■ EXTRAIT DU TEXTE:
+++

On a déjà parlé des coureurs, mais comment est-ce qu'on se remet en question d'un point de vue du staff et de l'encadrement pour repartir sur de meilleures bases et éviter de reproduire les mêmes erreurs pour 2025 ?

On est encore en phase de diagnostic. Tout s'explique, et on cherche vraiment à comprendre pourquoi des coureurs qui ont brillé ces dernières années n'ont pas réussi à trouver l'ouverture en 2024. Quand on voit la métamorphose de l'équipe Decathlon AG2R La Mondiale... c'est un modèle à étudier car ça a bien marché cette année, même si rien ne garantit que ce soit aussi réussi l'an prochain. En tout cas, je veux me concentrer sur les résultats, je ne veux pas entendre parler de points UCI. Car quand on commence à courir pour des points, on court à l'envers.

Le fond du travail qui va être effectué cet hiver, c'est pour que nos coureurs et leaders puissent gagner de belles course. On vaussi changer certains postes évidemment, parce que je pense qu'on n'a notamment pas été au niveau en ce qui concerne la préparation. C'est essentiel qu'on regagne la confiance des coureurs dans les méthodes de travail de Cofidis, dans le matériel... Car l'effectif, s'il tourne à 100% de ses moyens, il doit être capable de faire 10e du classement UCI en 2025.

 

En cas de nouvelle saison ratée, votre place de manager général peut-elle être menacée dès l'an prochain ?

Ça, ce n'est pas à moi de le dire... Maintenant vous savez, je n'ai pas envie de diriger une équipe juste pour diriger une équipe. J'ai déjà fait 15 ans comme coureur professionnel, j'ai gagné des étapes sur le Tour de France, j'ai été consultant à la télévision... J'ai toujours pris beaucoup de plaisir dans tout ce que j'ai fait. Ce qui me motive aujourd'hui, c'est d'amener des coureurs à la victoire, comme en 2023 avec Lafay et Izagirre sur le Tour. Et je n'envisage de toute façon pas un plan B pour 2025 : pour moi, avec l'effectif qu'on a, les moyens mis à disposition par l'équipe Cofidis, ça ne peut pas vriller, il n'y a pas d'autre choix. Je prends la responsabilité de l'effectif qui portera ce maillot en 2025, et... On ne pouvait pas prévoir le Covid en 2020, et j'espère qu'il n'y aura pas un nouveau cas l'an prochain, mais je suis vraiment optimiste par rapport aux capacités de rebondir de la Cofidis. L'année prochaine sera peut-être la meilleure saisons que Cofidis n'ai jamais connue !

 

"L'état du cyclisme français ? Je ne suis pas aussi pessimiste que tout le monde pourrait le prétendre..."

+++

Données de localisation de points
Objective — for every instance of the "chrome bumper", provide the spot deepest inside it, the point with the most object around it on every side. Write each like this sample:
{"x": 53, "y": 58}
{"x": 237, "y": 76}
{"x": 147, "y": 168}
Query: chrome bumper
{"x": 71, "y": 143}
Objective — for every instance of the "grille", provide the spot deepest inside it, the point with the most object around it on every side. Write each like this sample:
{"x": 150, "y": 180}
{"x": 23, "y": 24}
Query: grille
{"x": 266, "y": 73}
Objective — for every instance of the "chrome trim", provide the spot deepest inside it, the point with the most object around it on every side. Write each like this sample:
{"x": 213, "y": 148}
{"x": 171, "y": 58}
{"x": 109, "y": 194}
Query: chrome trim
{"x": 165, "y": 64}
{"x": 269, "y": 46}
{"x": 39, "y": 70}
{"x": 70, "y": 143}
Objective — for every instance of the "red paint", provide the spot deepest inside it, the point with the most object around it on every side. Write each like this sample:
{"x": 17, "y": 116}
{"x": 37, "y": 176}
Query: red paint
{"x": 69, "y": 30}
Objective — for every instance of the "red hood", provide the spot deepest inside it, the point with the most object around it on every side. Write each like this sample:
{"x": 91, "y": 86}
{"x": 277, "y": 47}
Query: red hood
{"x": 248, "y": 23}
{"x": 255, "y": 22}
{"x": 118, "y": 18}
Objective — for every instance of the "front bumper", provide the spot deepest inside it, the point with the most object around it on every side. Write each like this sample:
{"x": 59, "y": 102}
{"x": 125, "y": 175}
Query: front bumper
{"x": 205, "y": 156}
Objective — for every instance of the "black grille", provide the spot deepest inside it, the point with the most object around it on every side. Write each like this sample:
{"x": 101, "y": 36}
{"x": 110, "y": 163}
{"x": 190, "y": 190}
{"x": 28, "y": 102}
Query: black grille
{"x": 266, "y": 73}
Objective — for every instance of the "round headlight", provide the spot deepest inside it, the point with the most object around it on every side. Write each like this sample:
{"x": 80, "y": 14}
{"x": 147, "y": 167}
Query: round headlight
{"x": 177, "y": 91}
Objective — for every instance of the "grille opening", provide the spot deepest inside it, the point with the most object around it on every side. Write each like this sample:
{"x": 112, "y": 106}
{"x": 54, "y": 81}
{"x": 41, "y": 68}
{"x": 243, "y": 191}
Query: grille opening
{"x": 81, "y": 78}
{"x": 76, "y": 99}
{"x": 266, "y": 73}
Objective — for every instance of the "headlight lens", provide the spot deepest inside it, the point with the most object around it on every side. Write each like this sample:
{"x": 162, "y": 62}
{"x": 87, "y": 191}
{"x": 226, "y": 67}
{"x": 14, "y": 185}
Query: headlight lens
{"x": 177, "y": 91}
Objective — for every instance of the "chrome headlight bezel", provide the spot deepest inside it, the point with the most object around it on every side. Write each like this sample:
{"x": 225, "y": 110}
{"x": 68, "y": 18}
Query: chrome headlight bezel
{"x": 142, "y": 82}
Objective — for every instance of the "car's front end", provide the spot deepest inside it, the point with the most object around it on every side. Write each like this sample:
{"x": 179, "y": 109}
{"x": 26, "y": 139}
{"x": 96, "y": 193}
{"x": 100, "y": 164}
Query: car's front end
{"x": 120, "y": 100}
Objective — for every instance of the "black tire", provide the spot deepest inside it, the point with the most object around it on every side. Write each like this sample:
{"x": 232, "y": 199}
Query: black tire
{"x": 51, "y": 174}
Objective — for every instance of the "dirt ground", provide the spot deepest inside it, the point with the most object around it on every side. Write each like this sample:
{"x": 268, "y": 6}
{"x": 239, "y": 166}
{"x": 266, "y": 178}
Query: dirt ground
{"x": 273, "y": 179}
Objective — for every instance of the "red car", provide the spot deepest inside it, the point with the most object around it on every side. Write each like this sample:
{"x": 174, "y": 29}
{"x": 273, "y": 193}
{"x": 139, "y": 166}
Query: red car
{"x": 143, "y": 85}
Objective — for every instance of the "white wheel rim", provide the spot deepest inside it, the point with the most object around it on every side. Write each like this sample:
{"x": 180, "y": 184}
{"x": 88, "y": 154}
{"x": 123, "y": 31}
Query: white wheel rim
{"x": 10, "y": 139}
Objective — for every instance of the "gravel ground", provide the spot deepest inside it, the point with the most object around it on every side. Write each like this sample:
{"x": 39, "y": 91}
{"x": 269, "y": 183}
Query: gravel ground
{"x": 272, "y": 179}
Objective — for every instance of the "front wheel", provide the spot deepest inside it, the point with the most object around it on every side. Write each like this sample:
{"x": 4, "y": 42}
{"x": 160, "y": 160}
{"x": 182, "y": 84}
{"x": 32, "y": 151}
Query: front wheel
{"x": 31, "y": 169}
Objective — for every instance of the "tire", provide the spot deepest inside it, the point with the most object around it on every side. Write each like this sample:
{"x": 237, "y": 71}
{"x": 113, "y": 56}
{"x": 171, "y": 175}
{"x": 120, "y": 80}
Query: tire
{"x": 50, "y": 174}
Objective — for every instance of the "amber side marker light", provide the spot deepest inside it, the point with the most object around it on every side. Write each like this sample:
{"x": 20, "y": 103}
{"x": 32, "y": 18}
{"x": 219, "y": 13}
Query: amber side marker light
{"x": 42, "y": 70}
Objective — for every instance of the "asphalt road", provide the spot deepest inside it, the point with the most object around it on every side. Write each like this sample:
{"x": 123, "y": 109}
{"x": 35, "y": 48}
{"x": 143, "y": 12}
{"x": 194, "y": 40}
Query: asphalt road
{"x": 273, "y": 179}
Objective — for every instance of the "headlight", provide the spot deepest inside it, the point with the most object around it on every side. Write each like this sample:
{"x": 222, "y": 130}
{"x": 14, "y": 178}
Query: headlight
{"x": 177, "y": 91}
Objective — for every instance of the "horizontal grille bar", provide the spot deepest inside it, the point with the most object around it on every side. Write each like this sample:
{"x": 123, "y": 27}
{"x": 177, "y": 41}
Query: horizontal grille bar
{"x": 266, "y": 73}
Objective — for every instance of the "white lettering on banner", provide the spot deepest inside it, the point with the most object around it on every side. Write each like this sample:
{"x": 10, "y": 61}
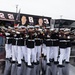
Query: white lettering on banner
{"x": 46, "y": 21}
{"x": 2, "y": 15}
{"x": 10, "y": 16}
{"x": 31, "y": 19}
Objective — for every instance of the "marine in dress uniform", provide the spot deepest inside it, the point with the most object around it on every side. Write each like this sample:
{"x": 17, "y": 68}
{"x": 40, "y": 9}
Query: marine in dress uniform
{"x": 62, "y": 46}
{"x": 48, "y": 43}
{"x": 55, "y": 45}
{"x": 68, "y": 46}
{"x": 8, "y": 43}
{"x": 30, "y": 46}
{"x": 38, "y": 41}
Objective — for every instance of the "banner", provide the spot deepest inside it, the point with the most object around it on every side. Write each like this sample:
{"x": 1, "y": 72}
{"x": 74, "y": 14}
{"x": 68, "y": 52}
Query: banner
{"x": 28, "y": 19}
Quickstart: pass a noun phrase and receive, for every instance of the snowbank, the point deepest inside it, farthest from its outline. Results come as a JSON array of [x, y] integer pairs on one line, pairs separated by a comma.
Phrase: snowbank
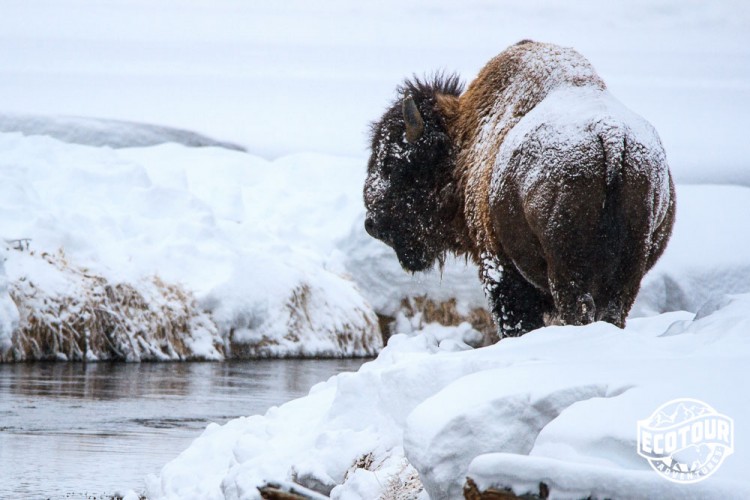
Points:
[[213, 253], [100, 132], [705, 258], [8, 311], [274, 253], [558, 405]]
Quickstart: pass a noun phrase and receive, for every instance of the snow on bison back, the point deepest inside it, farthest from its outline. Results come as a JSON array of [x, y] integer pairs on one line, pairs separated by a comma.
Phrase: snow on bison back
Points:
[[558, 192]]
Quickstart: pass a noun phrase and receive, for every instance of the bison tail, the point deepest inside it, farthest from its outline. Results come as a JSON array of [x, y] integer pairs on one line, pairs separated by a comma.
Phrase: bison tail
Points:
[[613, 142]]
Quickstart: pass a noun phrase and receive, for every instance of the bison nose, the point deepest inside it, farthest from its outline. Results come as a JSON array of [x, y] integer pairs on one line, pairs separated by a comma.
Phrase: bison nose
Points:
[[370, 227]]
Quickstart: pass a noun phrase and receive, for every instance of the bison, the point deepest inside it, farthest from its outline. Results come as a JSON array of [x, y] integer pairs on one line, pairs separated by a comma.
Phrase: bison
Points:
[[561, 195]]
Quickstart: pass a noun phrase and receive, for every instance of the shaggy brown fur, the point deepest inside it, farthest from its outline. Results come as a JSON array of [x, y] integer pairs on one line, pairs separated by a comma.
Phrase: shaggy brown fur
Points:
[[560, 194]]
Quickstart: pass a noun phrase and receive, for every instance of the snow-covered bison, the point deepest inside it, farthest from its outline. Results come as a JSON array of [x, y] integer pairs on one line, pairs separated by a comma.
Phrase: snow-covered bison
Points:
[[559, 193]]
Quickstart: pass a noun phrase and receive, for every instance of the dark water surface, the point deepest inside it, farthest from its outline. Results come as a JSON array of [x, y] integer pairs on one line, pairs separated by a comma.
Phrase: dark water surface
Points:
[[69, 431]]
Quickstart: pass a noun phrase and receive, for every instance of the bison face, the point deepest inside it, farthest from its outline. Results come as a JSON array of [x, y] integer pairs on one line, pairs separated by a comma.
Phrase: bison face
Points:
[[408, 177]]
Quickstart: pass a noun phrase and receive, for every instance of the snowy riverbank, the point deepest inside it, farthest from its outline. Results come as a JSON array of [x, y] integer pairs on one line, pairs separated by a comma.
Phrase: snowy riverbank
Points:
[[561, 403]]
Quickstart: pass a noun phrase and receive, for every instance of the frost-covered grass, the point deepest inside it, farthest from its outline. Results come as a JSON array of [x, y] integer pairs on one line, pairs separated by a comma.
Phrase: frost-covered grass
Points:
[[69, 313]]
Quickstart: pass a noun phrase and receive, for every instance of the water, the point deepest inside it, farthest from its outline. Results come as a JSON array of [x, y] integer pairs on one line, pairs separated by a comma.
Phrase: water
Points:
[[69, 431]]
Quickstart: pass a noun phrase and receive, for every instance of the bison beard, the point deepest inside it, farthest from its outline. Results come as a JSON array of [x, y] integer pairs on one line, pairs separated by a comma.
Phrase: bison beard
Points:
[[561, 195]]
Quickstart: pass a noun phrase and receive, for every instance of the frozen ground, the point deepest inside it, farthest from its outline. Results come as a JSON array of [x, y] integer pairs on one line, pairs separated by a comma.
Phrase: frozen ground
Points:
[[270, 242]]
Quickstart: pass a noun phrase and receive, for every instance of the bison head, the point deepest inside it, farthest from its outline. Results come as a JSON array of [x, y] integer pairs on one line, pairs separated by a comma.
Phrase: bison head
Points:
[[410, 192]]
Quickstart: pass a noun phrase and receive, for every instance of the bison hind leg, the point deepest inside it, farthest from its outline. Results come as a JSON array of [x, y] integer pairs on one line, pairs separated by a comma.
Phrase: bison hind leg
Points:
[[572, 309], [516, 305]]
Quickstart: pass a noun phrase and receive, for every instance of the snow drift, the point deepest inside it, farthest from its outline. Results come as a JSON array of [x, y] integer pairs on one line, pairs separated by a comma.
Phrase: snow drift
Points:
[[172, 252], [270, 258], [558, 405]]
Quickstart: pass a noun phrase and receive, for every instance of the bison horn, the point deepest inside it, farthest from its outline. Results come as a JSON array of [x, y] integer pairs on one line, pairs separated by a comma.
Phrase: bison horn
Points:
[[412, 119]]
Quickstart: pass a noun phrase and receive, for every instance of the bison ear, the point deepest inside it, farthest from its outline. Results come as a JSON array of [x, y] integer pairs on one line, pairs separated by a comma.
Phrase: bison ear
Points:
[[412, 119]]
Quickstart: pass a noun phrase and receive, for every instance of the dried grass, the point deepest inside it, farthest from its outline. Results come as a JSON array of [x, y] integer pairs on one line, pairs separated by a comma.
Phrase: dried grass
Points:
[[96, 319], [421, 310]]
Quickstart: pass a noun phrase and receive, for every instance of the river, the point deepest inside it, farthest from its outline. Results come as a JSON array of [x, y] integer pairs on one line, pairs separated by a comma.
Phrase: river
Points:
[[73, 431]]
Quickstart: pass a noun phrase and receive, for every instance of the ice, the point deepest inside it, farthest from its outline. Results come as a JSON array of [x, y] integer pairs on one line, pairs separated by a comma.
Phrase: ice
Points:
[[558, 405]]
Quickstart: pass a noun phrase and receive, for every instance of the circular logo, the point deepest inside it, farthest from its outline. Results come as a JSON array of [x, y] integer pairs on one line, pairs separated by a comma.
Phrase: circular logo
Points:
[[685, 440]]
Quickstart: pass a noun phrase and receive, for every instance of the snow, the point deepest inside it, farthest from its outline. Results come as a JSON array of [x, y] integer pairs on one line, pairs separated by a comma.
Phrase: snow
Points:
[[8, 310], [244, 236], [558, 405], [244, 240]]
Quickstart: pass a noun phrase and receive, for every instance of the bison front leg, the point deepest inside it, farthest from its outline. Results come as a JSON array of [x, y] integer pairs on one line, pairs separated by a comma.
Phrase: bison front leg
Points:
[[516, 305]]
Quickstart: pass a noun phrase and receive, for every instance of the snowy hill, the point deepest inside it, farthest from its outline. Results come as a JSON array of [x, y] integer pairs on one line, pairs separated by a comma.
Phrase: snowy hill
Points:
[[157, 250]]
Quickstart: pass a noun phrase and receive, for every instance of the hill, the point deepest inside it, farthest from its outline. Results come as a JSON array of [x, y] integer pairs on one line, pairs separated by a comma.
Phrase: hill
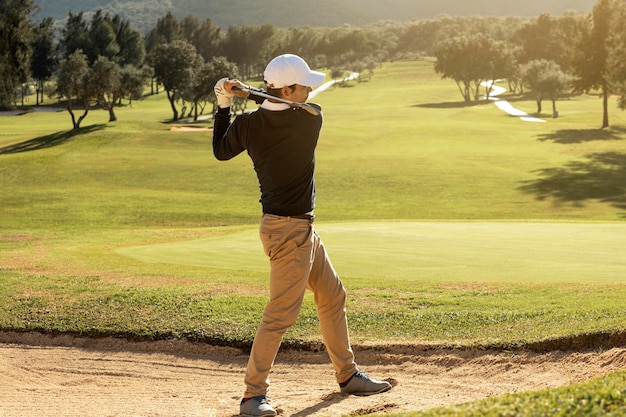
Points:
[[326, 13]]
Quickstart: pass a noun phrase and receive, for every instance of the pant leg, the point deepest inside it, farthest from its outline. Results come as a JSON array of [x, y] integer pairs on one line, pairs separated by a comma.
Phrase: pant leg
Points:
[[289, 244], [330, 298]]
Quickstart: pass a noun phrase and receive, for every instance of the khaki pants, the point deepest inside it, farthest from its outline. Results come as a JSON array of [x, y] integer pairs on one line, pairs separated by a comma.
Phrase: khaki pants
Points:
[[298, 261]]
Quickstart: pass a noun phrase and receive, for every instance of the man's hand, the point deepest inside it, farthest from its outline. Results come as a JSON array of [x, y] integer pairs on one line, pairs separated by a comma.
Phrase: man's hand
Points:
[[224, 91]]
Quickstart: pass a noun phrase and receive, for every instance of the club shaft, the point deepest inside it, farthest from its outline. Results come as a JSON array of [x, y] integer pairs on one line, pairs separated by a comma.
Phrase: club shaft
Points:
[[311, 109]]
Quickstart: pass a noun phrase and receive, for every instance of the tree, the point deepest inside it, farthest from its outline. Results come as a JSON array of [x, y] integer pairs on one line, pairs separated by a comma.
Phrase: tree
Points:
[[175, 65], [133, 80], [73, 85], [15, 43], [590, 65], [105, 78], [469, 60], [546, 79], [616, 62], [44, 61]]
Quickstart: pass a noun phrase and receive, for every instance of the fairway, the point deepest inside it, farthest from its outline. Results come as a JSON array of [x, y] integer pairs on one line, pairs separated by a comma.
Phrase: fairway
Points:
[[430, 251]]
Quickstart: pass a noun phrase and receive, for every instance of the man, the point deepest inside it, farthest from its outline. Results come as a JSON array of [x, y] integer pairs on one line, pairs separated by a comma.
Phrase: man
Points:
[[281, 141]]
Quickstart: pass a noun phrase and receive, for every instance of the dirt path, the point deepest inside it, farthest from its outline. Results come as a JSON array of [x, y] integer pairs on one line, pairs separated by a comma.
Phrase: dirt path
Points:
[[65, 376]]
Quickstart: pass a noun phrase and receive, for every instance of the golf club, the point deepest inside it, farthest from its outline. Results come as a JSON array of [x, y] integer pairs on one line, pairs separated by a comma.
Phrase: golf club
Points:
[[311, 109]]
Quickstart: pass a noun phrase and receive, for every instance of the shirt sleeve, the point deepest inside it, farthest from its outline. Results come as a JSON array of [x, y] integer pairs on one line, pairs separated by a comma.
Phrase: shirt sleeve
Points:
[[225, 142]]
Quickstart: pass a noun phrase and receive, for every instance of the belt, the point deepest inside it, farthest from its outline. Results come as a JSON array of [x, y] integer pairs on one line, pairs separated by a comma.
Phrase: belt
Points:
[[307, 216]]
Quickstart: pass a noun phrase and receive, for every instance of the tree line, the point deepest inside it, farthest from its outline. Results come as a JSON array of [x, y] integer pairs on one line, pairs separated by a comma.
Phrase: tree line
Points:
[[105, 60]]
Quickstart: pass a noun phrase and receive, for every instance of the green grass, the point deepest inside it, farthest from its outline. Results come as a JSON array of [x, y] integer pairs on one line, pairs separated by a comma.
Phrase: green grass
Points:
[[604, 397], [450, 224]]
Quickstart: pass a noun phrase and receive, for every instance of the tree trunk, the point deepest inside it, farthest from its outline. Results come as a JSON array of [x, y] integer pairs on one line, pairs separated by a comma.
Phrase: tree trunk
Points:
[[538, 104], [605, 104], [170, 97], [81, 118], [112, 116]]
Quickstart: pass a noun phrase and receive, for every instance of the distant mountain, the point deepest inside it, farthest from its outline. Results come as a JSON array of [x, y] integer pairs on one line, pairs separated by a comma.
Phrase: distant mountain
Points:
[[143, 14]]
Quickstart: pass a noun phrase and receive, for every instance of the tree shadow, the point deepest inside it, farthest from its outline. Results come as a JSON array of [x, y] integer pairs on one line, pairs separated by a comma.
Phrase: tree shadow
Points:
[[49, 141], [601, 177], [572, 136], [453, 104]]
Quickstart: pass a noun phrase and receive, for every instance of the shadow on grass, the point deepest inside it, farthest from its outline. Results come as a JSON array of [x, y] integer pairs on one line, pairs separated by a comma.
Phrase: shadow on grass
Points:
[[600, 177], [572, 136], [49, 141], [453, 104]]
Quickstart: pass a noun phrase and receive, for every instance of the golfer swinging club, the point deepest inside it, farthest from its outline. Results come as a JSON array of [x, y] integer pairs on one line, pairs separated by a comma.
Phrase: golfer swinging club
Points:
[[281, 141]]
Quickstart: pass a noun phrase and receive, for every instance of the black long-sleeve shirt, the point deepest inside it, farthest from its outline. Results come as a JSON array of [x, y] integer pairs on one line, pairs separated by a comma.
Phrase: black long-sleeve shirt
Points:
[[282, 146]]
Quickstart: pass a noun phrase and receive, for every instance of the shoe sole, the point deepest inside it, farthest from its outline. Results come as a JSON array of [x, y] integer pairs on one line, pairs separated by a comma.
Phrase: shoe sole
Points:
[[368, 393]]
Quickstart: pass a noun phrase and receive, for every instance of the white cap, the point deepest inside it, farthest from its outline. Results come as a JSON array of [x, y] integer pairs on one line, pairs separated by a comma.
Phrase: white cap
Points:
[[288, 69]]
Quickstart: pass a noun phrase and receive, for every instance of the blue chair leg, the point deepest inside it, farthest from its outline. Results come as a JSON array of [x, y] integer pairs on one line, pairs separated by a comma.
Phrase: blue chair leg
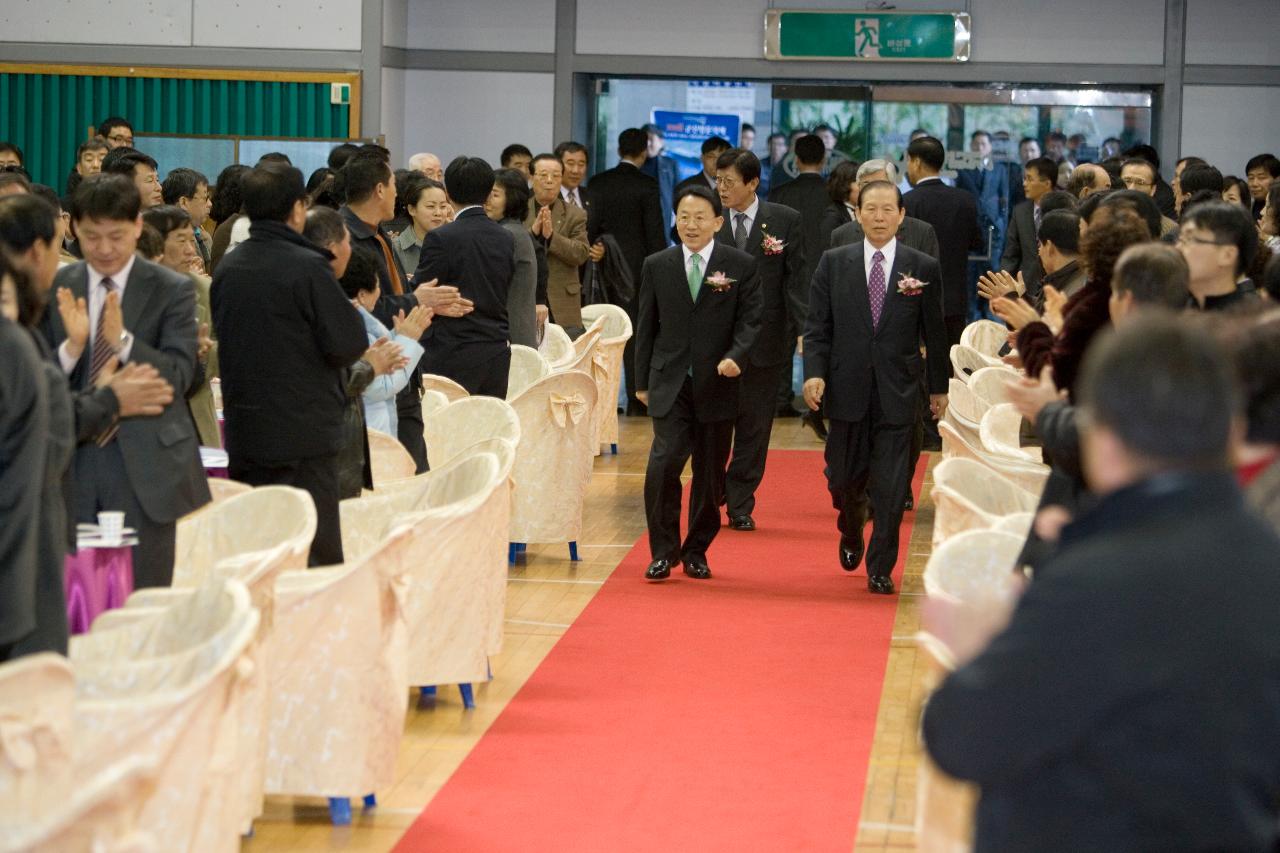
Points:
[[339, 811]]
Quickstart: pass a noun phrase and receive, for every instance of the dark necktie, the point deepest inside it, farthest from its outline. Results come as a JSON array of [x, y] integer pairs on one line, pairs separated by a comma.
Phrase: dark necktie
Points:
[[876, 287]]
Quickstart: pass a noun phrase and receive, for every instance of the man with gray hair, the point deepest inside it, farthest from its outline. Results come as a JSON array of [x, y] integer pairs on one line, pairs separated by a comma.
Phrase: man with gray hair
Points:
[[428, 164]]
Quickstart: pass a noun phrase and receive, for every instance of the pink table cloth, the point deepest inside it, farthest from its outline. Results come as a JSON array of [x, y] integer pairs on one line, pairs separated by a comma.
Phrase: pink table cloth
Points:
[[97, 579]]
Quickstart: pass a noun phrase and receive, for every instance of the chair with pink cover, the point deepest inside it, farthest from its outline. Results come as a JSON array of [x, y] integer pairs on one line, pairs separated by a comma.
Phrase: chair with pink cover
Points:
[[169, 688], [338, 675]]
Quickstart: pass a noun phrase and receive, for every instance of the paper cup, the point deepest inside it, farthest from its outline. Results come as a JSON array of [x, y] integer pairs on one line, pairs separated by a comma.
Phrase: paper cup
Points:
[[112, 525]]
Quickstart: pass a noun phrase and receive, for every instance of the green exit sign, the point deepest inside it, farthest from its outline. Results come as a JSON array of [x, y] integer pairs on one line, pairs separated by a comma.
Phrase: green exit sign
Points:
[[867, 36]]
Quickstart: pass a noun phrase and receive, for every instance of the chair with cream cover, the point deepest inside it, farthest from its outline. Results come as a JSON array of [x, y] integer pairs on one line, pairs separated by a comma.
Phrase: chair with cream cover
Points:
[[446, 386], [220, 488], [526, 368], [388, 457], [458, 584], [991, 384], [986, 336], [613, 340], [969, 496], [553, 460], [1001, 434], [169, 687], [965, 361], [338, 697], [433, 401], [257, 520], [465, 422], [1020, 471]]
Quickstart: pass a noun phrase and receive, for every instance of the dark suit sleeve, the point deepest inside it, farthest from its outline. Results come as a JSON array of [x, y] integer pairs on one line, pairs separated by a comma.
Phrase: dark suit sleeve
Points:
[[339, 331], [746, 324], [818, 322], [647, 323], [1013, 258], [933, 331], [997, 717], [174, 354]]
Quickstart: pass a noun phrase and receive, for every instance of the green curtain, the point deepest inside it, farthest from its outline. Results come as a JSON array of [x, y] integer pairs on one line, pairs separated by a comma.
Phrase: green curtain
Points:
[[48, 115]]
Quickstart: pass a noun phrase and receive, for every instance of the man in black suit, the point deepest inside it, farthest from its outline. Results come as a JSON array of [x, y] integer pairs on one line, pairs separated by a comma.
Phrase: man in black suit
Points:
[[1157, 730], [772, 235], [133, 310], [954, 215], [283, 350], [625, 204], [869, 308], [1022, 247], [478, 256], [699, 315]]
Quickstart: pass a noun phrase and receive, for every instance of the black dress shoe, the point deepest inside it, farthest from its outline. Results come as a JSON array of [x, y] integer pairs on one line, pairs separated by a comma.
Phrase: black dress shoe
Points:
[[814, 422], [658, 570], [881, 585], [851, 552], [696, 568]]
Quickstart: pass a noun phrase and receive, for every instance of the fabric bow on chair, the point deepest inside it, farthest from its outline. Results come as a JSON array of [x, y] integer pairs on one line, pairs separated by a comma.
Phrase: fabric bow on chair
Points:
[[567, 407]]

+++

■ CONSIGNE 1: Citez le passage de l'entretien sur Cofidis de "On a déjà parlé" à "court à l'envers.".
■ CONSIGNE 2: Selon l'entretien sur Cofidis, quelle place au classement UCI l'effectif doit-il pouvoir atteindre en 2025 s'il tourne à 100 % de ses moyens ?

■ RÉPONSE RÉDIGÉE 1:
On a déjà parlé des coureurs, mais comment est-ce qu'on se remet en question d'un point de vue du staff et de l'encadrement pour repartir sur de meilleures bases et éviter de reproduire les mêmes erreurs pour 2025 ?

On est encore en phase de diagnostic. Tout s'explique, et on cherche vraiment à comprendre pourquoi des coureurs qui ont brillé ces dernières années n'ont pas réussi à trouver l'ouverture en 2024. Quand on voit la métamorphose de l'équipe Decathlon AG2R La Mondiale... c'est un modèle à étudier car ça a bien marché cette année, même si rien ne garantit que ce soit aussi réussi l'an prochain. En tout cas, je veux me concentrer sur les résultats, je ne veux pas entendre parler de points UCI. Car quand on commence à courir pour des points, on court à l'envers.

■ RÉPONSE RÉDIGÉE 2: La 10e place du classement UCI.